GOAL
Lay out the entries below as a numbered list, omitting any blank lines.

◇ ◇ ◇ ◇ ◇

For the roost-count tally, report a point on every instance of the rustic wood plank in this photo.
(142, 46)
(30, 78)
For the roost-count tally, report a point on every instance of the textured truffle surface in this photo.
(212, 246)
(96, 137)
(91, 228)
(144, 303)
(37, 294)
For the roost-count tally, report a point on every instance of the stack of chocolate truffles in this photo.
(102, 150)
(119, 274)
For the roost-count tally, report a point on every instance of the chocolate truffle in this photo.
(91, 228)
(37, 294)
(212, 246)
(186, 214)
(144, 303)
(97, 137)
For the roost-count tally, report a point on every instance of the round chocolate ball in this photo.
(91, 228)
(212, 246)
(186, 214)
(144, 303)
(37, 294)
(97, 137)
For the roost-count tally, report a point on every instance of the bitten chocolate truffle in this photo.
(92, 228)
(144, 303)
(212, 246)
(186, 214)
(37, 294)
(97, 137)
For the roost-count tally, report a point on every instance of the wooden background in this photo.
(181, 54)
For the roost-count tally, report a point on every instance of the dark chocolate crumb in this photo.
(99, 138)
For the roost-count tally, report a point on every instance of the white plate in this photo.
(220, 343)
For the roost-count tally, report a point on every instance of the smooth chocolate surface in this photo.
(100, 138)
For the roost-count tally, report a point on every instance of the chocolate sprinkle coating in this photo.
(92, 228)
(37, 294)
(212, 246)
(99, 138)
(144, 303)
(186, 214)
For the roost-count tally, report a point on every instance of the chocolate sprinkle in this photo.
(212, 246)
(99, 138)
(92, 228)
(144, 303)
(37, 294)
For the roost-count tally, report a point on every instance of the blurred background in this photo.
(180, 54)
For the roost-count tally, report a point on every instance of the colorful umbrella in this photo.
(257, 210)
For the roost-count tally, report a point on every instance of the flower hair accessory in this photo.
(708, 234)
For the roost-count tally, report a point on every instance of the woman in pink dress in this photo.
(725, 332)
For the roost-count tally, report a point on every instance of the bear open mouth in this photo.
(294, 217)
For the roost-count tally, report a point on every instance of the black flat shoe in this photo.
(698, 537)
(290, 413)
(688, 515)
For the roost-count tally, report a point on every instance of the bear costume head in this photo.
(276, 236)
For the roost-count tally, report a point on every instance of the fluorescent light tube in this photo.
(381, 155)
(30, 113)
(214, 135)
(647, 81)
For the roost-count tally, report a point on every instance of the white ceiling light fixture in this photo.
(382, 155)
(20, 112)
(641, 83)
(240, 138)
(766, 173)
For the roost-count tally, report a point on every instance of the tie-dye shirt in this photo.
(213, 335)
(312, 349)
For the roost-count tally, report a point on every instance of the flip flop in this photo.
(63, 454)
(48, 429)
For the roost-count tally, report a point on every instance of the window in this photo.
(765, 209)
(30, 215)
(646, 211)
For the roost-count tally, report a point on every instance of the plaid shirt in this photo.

◇ ◇ ◇ ◇ ◇

EXERCISE ANSWER
1. For the roost-count tally, report a point on every instance of the rustic wood plank in this photo.
2. (142, 46)
3. (30, 78)
4. For the roost-count tally, report a point on every instance of the textured truffle surface in this photo.
5. (212, 246)
6. (96, 137)
7. (91, 228)
8. (144, 303)
9. (37, 294)
10. For the roost-count tally, report a point on every instance of the stack of chocolate truffles in this photo.
11. (102, 150)
12. (119, 274)
13. For the roost-count tally, report a point on every instance of the chocolate truffle in this photo.
14. (91, 228)
15. (37, 294)
16. (212, 246)
17. (186, 214)
18. (144, 303)
19. (97, 137)
20. For the roost-count tally, report a point on every instance of the round chocolate ball in this photo.
21. (91, 228)
22. (212, 246)
23. (186, 214)
24. (144, 303)
25. (37, 294)
26. (97, 137)
27. For the roost-count tally, report a point on every instance of the bitten chocolate truffle in this photo.
28. (92, 228)
29. (144, 303)
30. (212, 246)
31. (186, 214)
32. (37, 294)
33. (97, 137)
34. For the roost-count tally, report a point on every instance of the wooden background in this photo.
35. (181, 54)
36. For the roost-count tally, report a point on every instance of the dark chocolate crumb in this photo.
37. (99, 138)
38. For the roost-count tally, report a point on every instance of the white plate in this photo.
39. (220, 343)
40. For the roost-count tally, report a point on every instance of the smooth chocolate surface in this photo.
41. (100, 138)
42. For the roost-count tally, report a point on every instance of the chocolate sprinkle coating in this photo.
43. (92, 228)
44. (37, 294)
45. (212, 246)
46. (99, 138)
47. (144, 303)
48. (186, 214)
49. For the roost-count tally, report a point on every instance of the chocolate sprinkle in this photo.
50. (212, 246)
51. (99, 138)
52. (92, 228)
53. (144, 303)
54. (37, 294)
55. For the roost-count tally, report a point on every instance of the blurred background in this photo.
56. (180, 54)
57. For the roost-count tally, report a point on every instance of the colorful umbrella in this photo.
58. (257, 210)
59. For the roost-count tally, report a point on every instance of the flower hair accessory in this photo.
60. (708, 234)
61. For the roost-count tally, report a point on every instance of the woman in pink dress in this photo.
62. (725, 332)
63. For the roost-count tally, report a point on every instance of the bear open mouth in this photo.
64. (294, 217)
65. For the roost-count tally, report a point on every instance of the black flat shoe in this photo.
66. (698, 537)
67. (290, 413)
68. (688, 515)
69. For the roost-count tally, report a point on every instance of the bear costume head in this photo.
70. (276, 236)
71. For the roost-count tally, report a point on every instance of the fluorescent light tube in this photo.
72. (381, 155)
73. (30, 113)
74. (214, 135)
75. (647, 81)
76. For the roost-count tally, report a point on every instance of the white ceiling light fixture in this photo.
77. (382, 155)
78. (20, 112)
79. (641, 83)
80. (240, 138)
81. (766, 173)
82. For the roost-count tally, report a point on every instance of the tie-dye shirt in this photo.
83. (213, 335)
84. (312, 349)
85. For the roost-count tally, report a point on every instance of the flip flop in this photo.
86. (63, 454)
87. (48, 429)
88. For the roost-count tally, report a point on every instance of the window in this photo.
89. (765, 209)
90. (30, 215)
91. (646, 211)
92. For the roost-count tally, report a point on every instance of the plaid shirt in this photo.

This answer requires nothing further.